▸ **Document passage**:
- Opening Delimiter -

We finally resolved the dispute and the city agreed to stop its interference at Garage 10. I really appreciate Chief Escalante and his willingness to work with us to find a solution.
While this crisis was resolved, we also need the city to discontinue all their city’s efforts to disrupt our work. They should drop the $400 ticket issued to our volunteer Joy Binah this fall, when a very rude police officer named Ross blocked her from making a delivery of food to the kitchens at the Benchlands. Her case is still pending. They could also drop my charges. I received an updated citation in the mail for being in a garage longer than 15 minutes and blocking a parking space on January 4 so it seems the city is intent on taking this case to trial. My first court appearance is set for Jan. 30.
But most importantly, the city needs to end its ugly campaign of driving the homeless out of the garages during the storms. That is the least that any government could do.
Some of the wealthiest executives of America’s largest military contractors like Google’s General Counsel, Halimah DeLaine Prado, call Santa Cruz home. They can afford to be good neighbors. People like them can afford to make sure everyone in Santa Cruz has a kitchen and flush toilet.
Instead, DeLaine Prado’s husband, Manuel, is the treasurer of the far right anti-homeless organization “Take Back Santa Cruz” and has been meeting with city officials demanding that homeless union president Alicia Kuhl’s RV and my car be towed, among other assaults on the homeless.

- Closing Delimiter -

▸ **Information**:
- Opening Delimiter -

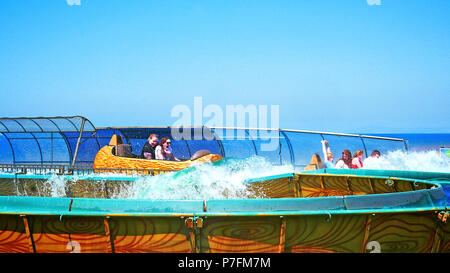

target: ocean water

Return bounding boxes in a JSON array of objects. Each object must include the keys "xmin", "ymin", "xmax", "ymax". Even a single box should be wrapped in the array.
[
  {"xmin": 371, "ymin": 133, "xmax": 450, "ymax": 152},
  {"xmin": 22, "ymin": 134, "xmax": 450, "ymax": 200}
]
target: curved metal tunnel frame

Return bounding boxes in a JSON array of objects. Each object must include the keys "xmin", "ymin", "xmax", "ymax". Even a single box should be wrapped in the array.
[
  {"xmin": 0, "ymin": 116, "xmax": 100, "ymax": 166},
  {"xmin": 0, "ymin": 116, "xmax": 408, "ymax": 167},
  {"xmin": 97, "ymin": 126, "xmax": 408, "ymax": 166}
]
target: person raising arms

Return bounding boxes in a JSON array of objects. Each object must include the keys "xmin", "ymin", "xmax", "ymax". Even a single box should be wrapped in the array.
[
  {"xmin": 335, "ymin": 149, "xmax": 352, "ymax": 169},
  {"xmin": 351, "ymin": 150, "xmax": 364, "ymax": 169}
]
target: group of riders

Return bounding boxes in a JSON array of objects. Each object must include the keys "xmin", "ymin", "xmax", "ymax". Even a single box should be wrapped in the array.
[
  {"xmin": 141, "ymin": 134, "xmax": 180, "ymax": 161},
  {"xmin": 321, "ymin": 140, "xmax": 381, "ymax": 169},
  {"xmin": 140, "ymin": 134, "xmax": 381, "ymax": 166}
]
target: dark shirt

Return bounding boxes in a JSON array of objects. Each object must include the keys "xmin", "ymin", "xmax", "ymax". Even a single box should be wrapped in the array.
[{"xmin": 141, "ymin": 141, "xmax": 156, "ymax": 159}]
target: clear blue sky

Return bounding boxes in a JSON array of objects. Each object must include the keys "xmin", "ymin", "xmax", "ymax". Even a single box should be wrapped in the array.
[{"xmin": 0, "ymin": 0, "xmax": 450, "ymax": 133}]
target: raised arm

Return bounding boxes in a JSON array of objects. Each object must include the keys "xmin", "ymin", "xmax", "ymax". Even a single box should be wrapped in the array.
[{"xmin": 320, "ymin": 140, "xmax": 331, "ymax": 161}]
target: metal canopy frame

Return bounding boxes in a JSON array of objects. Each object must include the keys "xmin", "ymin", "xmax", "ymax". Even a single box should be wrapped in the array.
[
  {"xmin": 97, "ymin": 126, "xmax": 408, "ymax": 166},
  {"xmin": 0, "ymin": 116, "xmax": 97, "ymax": 167}
]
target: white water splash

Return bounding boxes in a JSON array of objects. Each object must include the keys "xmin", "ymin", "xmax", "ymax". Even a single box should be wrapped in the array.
[
  {"xmin": 363, "ymin": 150, "xmax": 450, "ymax": 172},
  {"xmin": 118, "ymin": 156, "xmax": 293, "ymax": 200}
]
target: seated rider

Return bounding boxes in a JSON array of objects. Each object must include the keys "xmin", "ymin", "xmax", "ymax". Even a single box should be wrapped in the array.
[
  {"xmin": 320, "ymin": 140, "xmax": 334, "ymax": 168},
  {"xmin": 155, "ymin": 137, "xmax": 180, "ymax": 161},
  {"xmin": 141, "ymin": 134, "xmax": 158, "ymax": 159},
  {"xmin": 335, "ymin": 149, "xmax": 352, "ymax": 169},
  {"xmin": 351, "ymin": 150, "xmax": 364, "ymax": 169}
]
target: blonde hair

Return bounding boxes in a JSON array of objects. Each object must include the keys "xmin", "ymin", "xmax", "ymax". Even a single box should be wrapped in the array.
[{"xmin": 353, "ymin": 150, "xmax": 364, "ymax": 158}]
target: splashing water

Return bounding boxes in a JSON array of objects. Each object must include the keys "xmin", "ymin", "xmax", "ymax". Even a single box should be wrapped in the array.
[
  {"xmin": 363, "ymin": 150, "xmax": 450, "ymax": 172},
  {"xmin": 117, "ymin": 156, "xmax": 293, "ymax": 200},
  {"xmin": 10, "ymin": 151, "xmax": 450, "ymax": 200}
]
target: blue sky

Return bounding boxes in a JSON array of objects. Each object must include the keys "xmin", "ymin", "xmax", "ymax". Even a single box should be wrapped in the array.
[{"xmin": 0, "ymin": 0, "xmax": 450, "ymax": 133}]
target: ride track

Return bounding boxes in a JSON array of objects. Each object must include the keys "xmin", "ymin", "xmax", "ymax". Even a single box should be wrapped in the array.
[{"xmin": 0, "ymin": 170, "xmax": 450, "ymax": 253}]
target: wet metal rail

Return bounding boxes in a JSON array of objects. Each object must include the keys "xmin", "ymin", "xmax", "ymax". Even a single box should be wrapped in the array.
[{"xmin": 0, "ymin": 164, "xmax": 173, "ymax": 175}]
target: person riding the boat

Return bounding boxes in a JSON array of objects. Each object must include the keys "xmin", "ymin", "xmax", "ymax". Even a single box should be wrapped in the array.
[
  {"xmin": 335, "ymin": 149, "xmax": 352, "ymax": 169},
  {"xmin": 155, "ymin": 137, "xmax": 180, "ymax": 161},
  {"xmin": 363, "ymin": 150, "xmax": 381, "ymax": 166},
  {"xmin": 370, "ymin": 150, "xmax": 381, "ymax": 158},
  {"xmin": 141, "ymin": 134, "xmax": 158, "ymax": 159},
  {"xmin": 320, "ymin": 140, "xmax": 334, "ymax": 168},
  {"xmin": 351, "ymin": 150, "xmax": 364, "ymax": 169}
]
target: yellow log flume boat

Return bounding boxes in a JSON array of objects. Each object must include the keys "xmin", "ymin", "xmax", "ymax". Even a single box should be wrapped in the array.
[{"xmin": 94, "ymin": 135, "xmax": 222, "ymax": 175}]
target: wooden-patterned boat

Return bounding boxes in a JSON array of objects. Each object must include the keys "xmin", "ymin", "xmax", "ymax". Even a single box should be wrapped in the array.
[{"xmin": 94, "ymin": 135, "xmax": 222, "ymax": 174}]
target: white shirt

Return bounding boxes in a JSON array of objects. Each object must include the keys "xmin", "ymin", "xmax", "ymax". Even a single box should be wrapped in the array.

- Closing Delimiter -

▸ **Task to complete**: Transcribe the Santa Cruz passage above, copying everything from "But most importantly, the" down to "government could do.".

▸ **Task output**:
But most importantly, the city needs to end its ugly campaign of driving the homeless out of the garages during the storms. That is the least that any government could do.